- [WHAT IS NEEDED]: Retrieve every line of the data holding the word "correct".

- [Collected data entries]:

----------------

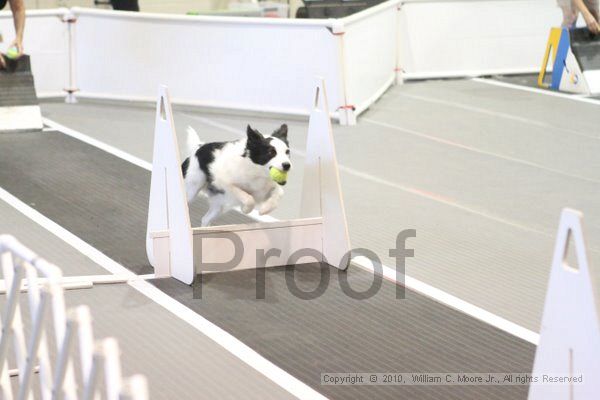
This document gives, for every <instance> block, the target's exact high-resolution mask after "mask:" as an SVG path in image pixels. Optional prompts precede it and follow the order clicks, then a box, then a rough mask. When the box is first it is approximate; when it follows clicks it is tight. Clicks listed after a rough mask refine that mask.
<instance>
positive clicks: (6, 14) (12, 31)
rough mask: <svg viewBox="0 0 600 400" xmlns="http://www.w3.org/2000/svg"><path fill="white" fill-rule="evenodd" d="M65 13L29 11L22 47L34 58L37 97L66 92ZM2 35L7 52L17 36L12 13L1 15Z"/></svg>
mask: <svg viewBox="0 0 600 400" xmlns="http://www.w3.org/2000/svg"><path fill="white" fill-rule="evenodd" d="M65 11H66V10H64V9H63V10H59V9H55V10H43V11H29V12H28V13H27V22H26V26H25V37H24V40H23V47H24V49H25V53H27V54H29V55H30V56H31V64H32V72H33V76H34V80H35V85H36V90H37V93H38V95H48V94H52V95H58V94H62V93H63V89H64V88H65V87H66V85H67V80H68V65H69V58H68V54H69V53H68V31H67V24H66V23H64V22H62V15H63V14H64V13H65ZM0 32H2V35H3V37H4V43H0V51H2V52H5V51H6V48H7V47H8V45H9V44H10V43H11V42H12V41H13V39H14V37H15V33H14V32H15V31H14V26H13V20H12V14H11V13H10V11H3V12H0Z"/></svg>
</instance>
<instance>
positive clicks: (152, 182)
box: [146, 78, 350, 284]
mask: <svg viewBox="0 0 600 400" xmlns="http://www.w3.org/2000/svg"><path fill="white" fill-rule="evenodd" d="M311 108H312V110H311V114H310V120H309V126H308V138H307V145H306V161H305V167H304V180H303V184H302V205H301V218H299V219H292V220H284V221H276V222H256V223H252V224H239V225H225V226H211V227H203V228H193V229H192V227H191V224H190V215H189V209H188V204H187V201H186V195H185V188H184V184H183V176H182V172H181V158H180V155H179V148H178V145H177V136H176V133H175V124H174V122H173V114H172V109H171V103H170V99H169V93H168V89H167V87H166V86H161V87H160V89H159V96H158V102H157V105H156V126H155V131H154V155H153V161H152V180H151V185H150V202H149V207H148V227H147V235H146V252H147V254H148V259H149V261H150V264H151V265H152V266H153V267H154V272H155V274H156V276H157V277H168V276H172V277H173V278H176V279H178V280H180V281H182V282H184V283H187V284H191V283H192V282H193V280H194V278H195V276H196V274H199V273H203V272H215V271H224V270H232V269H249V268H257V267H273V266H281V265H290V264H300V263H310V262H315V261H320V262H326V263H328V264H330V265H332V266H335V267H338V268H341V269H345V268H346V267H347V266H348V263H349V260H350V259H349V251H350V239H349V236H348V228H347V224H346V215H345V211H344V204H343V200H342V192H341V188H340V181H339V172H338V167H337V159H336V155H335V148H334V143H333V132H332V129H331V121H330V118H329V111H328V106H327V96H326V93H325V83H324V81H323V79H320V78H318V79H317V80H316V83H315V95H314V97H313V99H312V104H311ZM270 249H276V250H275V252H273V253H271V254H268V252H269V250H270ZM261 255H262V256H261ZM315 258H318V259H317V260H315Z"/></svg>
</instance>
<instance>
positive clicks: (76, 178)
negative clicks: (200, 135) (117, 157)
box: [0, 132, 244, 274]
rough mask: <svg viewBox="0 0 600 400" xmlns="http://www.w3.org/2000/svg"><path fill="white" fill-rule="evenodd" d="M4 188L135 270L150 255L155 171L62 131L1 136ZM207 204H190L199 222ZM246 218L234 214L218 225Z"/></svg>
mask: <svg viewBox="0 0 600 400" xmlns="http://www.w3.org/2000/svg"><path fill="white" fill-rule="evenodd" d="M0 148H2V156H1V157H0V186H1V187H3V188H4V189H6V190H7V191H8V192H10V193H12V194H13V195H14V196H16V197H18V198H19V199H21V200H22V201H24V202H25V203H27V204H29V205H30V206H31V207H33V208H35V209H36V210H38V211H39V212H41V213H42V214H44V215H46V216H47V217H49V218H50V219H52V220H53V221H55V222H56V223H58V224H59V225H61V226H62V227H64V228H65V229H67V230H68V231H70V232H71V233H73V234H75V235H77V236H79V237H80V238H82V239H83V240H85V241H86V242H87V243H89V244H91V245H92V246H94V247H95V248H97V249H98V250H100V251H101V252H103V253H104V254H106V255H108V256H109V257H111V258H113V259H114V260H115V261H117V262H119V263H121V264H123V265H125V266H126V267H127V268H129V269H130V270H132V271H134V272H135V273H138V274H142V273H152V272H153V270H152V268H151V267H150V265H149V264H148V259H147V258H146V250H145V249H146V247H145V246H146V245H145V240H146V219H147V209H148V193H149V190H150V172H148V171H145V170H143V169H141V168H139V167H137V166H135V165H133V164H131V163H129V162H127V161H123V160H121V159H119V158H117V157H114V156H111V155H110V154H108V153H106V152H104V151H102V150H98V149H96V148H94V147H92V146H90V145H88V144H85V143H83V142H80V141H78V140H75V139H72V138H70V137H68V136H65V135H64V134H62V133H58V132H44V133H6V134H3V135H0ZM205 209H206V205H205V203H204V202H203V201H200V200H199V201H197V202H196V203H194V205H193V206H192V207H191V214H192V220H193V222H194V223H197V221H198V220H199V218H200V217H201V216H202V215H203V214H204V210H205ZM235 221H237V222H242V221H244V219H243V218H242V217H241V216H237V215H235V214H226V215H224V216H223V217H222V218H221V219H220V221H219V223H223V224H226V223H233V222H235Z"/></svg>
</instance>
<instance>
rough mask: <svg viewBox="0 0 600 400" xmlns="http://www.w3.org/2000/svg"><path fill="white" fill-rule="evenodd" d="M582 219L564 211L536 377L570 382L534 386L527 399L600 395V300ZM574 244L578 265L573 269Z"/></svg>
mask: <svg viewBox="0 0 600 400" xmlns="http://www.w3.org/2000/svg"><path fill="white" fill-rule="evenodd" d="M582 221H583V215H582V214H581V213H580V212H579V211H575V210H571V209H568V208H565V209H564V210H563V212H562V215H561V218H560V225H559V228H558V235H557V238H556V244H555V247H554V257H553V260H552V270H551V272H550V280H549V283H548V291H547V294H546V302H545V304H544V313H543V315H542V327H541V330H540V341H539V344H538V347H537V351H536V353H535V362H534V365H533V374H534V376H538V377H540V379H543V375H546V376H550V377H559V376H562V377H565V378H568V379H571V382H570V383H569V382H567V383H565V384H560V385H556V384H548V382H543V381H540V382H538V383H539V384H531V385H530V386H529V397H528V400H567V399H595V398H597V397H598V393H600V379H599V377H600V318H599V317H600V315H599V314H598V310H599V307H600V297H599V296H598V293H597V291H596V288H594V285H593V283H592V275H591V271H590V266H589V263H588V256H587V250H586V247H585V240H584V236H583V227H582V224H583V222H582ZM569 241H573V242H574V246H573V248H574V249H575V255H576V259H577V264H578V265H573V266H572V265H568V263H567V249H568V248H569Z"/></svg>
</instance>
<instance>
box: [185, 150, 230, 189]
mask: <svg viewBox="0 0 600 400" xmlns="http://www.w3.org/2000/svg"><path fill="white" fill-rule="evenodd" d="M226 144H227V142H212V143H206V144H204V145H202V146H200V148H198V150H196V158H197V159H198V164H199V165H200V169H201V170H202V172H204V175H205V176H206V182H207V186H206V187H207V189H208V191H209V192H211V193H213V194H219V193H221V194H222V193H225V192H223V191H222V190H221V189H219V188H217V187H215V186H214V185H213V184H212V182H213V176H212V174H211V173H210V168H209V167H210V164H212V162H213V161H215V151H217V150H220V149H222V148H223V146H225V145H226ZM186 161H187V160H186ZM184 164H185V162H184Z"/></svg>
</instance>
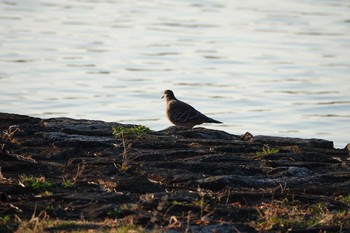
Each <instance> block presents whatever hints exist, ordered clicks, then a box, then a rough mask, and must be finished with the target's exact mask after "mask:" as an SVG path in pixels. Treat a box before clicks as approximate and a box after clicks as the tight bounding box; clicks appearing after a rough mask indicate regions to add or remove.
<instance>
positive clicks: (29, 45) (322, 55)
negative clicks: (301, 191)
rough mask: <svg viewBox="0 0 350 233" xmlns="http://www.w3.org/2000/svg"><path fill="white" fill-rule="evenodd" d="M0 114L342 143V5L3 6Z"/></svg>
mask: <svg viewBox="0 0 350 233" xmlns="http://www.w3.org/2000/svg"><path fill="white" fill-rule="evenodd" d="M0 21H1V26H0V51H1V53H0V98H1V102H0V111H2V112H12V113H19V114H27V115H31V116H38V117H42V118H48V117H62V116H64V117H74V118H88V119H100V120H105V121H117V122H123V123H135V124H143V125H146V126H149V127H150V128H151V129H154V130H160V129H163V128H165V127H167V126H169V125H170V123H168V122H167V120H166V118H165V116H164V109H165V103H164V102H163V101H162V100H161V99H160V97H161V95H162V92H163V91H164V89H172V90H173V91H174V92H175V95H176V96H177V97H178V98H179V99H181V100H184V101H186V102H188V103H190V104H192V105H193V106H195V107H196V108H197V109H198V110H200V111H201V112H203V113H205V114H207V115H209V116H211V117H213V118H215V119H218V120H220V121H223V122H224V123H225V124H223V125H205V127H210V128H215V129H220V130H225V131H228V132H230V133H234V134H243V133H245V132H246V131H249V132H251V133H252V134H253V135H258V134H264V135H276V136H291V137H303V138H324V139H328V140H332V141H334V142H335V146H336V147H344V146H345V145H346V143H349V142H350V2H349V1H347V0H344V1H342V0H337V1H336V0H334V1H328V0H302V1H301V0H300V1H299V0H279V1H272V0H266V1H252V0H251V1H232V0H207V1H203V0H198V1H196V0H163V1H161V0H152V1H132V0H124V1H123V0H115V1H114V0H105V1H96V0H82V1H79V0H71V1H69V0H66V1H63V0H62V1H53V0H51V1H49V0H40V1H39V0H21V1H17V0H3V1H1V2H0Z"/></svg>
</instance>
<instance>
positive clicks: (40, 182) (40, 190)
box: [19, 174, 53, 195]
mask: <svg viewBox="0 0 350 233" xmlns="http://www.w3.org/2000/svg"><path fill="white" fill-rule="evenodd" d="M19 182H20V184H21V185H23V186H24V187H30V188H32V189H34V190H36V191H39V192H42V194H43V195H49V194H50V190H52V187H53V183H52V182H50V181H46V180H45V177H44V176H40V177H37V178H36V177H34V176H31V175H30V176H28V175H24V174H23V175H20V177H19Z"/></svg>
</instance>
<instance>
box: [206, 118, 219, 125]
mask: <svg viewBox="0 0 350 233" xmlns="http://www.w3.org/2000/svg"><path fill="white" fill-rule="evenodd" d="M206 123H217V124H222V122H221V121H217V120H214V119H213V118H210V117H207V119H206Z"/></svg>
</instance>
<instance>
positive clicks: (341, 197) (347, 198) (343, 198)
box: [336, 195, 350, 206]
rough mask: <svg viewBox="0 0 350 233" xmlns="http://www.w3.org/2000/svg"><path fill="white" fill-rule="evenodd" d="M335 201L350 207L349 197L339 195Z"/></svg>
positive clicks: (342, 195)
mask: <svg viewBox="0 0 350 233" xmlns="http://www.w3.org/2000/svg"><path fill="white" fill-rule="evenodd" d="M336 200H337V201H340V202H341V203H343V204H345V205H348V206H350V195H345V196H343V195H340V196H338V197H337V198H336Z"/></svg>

----------------

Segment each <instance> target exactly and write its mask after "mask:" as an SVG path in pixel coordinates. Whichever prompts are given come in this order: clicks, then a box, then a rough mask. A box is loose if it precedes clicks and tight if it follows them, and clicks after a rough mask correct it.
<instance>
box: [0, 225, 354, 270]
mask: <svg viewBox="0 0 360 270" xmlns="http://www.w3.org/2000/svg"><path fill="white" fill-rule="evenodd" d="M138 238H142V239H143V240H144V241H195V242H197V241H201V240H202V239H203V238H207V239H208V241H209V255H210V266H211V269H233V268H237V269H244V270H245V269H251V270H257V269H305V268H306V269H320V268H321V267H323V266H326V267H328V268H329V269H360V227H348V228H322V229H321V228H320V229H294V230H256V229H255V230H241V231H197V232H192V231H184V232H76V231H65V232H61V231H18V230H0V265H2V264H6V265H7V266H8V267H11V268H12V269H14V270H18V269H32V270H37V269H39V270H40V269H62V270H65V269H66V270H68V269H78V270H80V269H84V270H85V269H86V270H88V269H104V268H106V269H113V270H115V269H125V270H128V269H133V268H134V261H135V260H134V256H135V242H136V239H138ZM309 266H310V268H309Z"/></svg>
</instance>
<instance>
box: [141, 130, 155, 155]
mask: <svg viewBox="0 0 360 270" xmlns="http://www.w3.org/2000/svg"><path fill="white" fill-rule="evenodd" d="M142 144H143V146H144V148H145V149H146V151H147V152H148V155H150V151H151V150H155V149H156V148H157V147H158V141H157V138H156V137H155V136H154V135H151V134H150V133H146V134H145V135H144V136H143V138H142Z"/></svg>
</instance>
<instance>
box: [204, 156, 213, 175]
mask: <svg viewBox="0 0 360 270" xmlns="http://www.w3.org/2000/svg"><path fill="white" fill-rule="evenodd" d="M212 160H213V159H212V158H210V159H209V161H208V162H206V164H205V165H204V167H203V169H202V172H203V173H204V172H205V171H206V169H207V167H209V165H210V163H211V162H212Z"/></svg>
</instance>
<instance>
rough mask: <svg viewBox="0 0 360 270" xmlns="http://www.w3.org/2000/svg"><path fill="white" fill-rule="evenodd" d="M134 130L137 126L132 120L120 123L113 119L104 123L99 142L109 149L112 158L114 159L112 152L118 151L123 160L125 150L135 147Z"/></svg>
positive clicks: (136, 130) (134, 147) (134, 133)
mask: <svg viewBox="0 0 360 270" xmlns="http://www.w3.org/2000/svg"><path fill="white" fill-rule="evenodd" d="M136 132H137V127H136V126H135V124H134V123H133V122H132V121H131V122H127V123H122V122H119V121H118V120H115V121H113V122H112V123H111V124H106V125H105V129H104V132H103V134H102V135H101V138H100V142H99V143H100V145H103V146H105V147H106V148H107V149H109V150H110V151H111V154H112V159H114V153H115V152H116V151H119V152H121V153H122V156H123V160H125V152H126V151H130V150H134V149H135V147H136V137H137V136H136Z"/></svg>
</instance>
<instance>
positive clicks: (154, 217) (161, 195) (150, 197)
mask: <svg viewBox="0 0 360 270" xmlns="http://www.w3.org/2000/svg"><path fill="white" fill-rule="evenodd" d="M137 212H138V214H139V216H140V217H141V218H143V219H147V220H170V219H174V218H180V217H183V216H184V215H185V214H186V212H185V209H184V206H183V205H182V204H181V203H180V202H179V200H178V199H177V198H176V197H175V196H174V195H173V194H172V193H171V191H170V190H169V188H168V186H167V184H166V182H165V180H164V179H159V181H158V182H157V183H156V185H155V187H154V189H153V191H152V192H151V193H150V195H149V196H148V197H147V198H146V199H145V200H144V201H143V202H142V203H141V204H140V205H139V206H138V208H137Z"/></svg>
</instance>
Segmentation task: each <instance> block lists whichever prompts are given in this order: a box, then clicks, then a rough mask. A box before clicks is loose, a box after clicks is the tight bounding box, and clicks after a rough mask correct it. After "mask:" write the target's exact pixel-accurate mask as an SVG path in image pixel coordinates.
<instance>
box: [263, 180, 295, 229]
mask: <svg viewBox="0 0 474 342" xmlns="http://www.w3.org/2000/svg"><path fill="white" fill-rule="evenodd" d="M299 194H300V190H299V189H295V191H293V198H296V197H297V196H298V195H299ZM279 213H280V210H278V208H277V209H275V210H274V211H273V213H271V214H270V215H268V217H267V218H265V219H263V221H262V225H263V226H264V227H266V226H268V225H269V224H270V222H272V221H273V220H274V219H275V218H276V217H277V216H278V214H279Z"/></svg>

----------------

- [RESPONSE TO THE EXERCISE]:
Segment each <instance> target exactly and write its mask after "mask:" as an SVG path in pixel coordinates. Whichever prompts are given come in this order: clicks, then a box, then a rough mask. A box is loose if it precedes clicks and tight if it follows them, and clicks after a rough mask correct it.
Segmentation task: each <instance> block lists whichever prompts are given in this order: a box, then clicks, then a rough mask. A box before clicks is loose, a box after clicks is the tight bounding box, and clicks after a rough mask correct it. After "mask:" write the target's exact pixel-accurate mask as an SVG path in image pixel coordinates.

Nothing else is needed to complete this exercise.